__STATED GOAL__.
Reproduce the lines from the one containing "[mark] headboard (a" through the end of the records, inclusive, with "sofa" replaced by "couch" and all else left unchanged.
### ENTRIES SUPPLIED
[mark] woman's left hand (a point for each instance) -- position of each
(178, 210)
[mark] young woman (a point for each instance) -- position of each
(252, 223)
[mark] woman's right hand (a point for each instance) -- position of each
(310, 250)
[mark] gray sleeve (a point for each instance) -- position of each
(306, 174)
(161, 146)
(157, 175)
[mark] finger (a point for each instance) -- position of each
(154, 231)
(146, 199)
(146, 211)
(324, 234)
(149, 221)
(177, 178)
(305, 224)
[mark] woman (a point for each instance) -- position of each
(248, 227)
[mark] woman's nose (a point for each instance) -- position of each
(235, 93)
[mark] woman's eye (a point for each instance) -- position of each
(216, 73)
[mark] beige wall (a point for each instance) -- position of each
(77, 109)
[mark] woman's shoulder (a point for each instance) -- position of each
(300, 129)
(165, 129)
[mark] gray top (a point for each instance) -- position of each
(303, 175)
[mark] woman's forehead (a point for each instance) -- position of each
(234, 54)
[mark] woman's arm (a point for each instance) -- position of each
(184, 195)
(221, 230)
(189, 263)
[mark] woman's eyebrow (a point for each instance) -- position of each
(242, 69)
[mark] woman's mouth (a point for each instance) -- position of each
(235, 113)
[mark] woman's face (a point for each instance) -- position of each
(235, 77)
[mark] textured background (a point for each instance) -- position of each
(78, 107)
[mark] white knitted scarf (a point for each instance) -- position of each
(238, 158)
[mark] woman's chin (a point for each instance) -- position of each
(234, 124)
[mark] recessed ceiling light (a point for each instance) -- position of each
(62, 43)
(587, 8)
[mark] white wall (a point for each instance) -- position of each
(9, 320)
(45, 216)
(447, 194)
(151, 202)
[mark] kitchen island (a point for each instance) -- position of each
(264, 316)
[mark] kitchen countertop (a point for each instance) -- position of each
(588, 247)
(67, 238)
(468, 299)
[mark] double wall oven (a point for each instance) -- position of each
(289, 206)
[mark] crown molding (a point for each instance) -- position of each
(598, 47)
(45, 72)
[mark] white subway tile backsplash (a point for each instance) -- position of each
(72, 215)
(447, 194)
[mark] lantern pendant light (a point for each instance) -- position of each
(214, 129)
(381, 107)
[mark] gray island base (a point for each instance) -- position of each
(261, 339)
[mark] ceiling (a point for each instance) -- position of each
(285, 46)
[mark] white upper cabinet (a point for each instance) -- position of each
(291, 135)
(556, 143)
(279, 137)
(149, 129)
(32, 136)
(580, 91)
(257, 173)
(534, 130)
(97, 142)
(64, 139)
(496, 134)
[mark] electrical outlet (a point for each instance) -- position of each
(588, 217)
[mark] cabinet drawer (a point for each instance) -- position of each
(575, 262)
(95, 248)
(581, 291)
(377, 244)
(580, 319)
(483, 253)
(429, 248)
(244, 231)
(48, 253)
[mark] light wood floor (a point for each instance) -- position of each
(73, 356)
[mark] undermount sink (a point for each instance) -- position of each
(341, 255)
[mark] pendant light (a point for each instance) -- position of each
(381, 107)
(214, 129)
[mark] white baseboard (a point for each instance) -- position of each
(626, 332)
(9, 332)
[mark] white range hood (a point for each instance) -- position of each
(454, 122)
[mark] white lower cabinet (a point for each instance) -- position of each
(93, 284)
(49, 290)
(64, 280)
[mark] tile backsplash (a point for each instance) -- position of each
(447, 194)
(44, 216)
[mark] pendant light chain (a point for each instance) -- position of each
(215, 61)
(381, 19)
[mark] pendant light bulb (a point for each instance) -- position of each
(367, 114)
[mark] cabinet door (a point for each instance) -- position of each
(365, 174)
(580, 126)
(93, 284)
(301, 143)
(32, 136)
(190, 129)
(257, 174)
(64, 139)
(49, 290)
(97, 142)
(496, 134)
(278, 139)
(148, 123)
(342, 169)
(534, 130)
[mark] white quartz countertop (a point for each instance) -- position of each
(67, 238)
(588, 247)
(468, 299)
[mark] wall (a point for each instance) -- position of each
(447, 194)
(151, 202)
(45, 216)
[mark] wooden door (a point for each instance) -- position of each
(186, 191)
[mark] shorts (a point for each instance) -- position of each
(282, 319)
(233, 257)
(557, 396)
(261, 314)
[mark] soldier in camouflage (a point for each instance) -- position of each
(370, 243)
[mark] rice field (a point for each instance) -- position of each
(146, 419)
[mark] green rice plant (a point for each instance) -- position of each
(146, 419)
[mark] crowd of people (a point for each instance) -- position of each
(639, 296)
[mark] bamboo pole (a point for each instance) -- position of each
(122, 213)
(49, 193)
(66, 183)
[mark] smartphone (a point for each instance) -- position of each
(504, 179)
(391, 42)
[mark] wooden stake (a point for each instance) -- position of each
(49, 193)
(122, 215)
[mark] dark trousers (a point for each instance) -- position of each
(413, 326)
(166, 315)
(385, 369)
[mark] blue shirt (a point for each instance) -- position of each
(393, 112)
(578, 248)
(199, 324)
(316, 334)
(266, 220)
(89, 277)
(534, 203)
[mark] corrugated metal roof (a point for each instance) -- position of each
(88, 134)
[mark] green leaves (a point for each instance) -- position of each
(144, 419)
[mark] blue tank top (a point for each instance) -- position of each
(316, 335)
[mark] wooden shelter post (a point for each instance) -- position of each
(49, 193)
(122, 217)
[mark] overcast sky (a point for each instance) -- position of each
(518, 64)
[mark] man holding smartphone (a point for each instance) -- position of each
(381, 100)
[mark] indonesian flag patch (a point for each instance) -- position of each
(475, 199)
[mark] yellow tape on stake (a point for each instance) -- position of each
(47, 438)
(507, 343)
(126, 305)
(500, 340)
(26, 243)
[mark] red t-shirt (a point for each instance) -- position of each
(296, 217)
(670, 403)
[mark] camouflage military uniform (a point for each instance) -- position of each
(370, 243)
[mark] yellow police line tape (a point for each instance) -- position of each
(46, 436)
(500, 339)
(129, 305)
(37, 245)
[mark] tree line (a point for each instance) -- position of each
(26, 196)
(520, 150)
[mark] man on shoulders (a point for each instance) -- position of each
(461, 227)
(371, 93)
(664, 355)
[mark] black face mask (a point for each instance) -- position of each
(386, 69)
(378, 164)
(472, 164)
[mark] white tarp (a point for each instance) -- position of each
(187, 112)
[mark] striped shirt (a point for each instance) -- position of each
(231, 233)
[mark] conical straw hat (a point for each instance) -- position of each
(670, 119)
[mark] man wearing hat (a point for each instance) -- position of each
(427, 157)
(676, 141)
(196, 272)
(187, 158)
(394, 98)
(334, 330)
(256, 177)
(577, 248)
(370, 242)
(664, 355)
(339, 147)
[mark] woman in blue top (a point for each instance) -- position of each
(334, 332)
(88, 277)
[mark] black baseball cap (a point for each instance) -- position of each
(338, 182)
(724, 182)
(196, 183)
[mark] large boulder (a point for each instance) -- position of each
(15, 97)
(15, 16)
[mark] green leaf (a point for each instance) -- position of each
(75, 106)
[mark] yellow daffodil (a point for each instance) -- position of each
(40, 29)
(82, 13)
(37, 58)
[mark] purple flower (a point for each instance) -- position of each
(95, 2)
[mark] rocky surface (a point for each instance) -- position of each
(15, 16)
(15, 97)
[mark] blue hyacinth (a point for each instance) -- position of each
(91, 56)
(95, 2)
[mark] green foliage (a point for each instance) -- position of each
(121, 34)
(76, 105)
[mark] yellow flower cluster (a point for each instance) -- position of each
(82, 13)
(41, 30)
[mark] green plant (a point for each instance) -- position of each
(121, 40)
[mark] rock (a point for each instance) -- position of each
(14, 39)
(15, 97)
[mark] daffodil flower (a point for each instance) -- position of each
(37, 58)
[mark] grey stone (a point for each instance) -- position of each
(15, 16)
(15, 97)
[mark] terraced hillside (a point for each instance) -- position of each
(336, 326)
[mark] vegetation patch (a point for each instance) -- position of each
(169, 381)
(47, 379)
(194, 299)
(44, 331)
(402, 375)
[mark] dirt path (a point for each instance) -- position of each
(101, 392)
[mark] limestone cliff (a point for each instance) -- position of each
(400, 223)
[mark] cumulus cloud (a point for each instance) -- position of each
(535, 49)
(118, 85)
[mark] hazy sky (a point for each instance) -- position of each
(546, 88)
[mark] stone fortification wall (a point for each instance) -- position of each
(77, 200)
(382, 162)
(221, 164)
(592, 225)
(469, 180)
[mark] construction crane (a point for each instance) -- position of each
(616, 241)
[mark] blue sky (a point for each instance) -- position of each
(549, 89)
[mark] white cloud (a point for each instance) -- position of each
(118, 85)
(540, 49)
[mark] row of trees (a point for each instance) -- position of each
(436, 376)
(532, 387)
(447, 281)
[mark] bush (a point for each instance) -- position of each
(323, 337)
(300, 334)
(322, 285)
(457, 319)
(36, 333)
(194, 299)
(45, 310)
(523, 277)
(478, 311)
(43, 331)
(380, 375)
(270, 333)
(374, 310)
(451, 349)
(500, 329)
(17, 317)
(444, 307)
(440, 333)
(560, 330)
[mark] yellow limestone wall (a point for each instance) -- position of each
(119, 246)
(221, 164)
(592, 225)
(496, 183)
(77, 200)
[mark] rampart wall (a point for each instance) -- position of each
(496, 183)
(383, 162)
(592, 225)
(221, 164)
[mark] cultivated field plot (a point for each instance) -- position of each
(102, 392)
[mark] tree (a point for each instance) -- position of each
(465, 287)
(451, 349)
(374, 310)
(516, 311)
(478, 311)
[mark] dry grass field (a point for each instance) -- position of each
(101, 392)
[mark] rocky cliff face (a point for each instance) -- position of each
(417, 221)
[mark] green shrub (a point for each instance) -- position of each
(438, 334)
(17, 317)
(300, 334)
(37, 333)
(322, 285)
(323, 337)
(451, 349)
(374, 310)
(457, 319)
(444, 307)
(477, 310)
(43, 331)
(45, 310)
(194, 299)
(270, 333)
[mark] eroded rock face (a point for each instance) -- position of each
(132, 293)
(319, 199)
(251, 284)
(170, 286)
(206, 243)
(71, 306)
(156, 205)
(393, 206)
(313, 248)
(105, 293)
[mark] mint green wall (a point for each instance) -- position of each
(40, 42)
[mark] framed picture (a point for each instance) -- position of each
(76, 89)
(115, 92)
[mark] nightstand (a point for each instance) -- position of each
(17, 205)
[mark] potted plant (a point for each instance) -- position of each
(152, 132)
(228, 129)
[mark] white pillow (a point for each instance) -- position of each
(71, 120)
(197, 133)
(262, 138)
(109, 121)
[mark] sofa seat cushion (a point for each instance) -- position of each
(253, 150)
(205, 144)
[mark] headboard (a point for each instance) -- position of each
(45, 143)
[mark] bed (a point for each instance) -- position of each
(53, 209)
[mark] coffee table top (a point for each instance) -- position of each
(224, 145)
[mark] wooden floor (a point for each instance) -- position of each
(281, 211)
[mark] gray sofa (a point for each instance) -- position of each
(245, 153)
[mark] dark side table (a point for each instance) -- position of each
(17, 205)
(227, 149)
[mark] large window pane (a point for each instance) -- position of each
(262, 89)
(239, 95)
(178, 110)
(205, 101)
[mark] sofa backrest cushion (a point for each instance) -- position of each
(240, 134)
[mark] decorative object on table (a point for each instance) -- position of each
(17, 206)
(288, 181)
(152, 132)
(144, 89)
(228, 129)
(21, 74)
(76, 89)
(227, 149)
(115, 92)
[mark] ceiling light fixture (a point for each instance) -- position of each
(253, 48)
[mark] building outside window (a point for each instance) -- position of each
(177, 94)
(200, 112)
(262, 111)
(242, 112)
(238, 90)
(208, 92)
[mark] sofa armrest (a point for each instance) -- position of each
######
__RESULT FOR THIS TASK__.
[mark] headboard (a point for each instance) -- position of each
(45, 143)
[mark] bed (a point for each instance) -- position of each
(53, 209)
[mark] coffee table top (a point for each instance) -- position of each
(224, 145)
[mark] wooden floor (a point for each instance) -- position of each
(281, 211)
[mark] gray couch (a point for each instance) -- position of each
(245, 153)
[mark] dark side table (a point for each instance) -- position of each
(17, 205)
(227, 149)
[mark] large window pane (a point for each instance) -- position of each
(262, 89)
(239, 95)
(178, 110)
(205, 101)
[mark] couch backrest cushion (a point for each instance) -- position of each
(240, 134)
[mark] decorative object on table (a point for each instance) -- position of each
(17, 206)
(288, 181)
(152, 132)
(144, 89)
(228, 129)
(21, 74)
(76, 89)
(227, 149)
(115, 92)
[mark] ceiling light fixture (a point for each instance) -- position of each
(253, 48)
[mark] building outside window (a point for each instance) -- position of each
(177, 94)
(200, 112)
(262, 111)
(242, 112)
(238, 90)
(208, 92)
[mark] couch armrest (a point for each instance) -- position of each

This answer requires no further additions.